# Data records

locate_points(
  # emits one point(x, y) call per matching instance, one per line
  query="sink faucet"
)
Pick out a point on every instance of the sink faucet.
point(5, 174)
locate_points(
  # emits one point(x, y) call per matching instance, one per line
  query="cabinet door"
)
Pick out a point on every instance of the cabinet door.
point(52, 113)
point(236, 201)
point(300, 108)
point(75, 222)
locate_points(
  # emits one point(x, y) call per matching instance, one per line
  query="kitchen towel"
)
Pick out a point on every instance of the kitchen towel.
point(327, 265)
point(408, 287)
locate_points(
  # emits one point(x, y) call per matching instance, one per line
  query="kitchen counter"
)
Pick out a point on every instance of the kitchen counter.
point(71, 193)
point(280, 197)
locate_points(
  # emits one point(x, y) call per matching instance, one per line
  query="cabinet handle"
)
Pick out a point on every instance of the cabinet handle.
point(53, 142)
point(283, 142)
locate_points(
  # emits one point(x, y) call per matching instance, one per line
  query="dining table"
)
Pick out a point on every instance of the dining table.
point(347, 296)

# Task directions
Reproduce the records word for word, starting at the first line and ending with the line that contains "point(283, 142)", with both of those lines included.

# Written response
locate_points(
  # emits one point(x, y) call per matching instance, one per line
  query="sink faucet"
)
Pick out a point on every instance of the sink faucet.
point(5, 174)
locate_points(
  # emits one point(x, y) call per matching instance, one per line
  query="cabinet door"
)
Pick out a point on every instance of the cabinet door.
point(52, 113)
point(236, 201)
point(300, 108)
point(75, 222)
locate_points(
  # emits one point(x, y) call per matching instance, one per line
  query="kitchen towel"
)
Pick out a point on every instance of the kitchen towel.
point(327, 265)
point(408, 287)
locate_points(
  # emits one point(x, y) call per matching instance, one per line
  query="kitchen counter"
)
Pick out a point on every instance of the kitchen counter.
point(71, 193)
point(280, 197)
locate_points(
  # emits one point(x, y) call per matching instance, one per line
  query="cabinet handle"
)
Pick out a point on every instance of the cabinet handle.
point(53, 142)
point(283, 142)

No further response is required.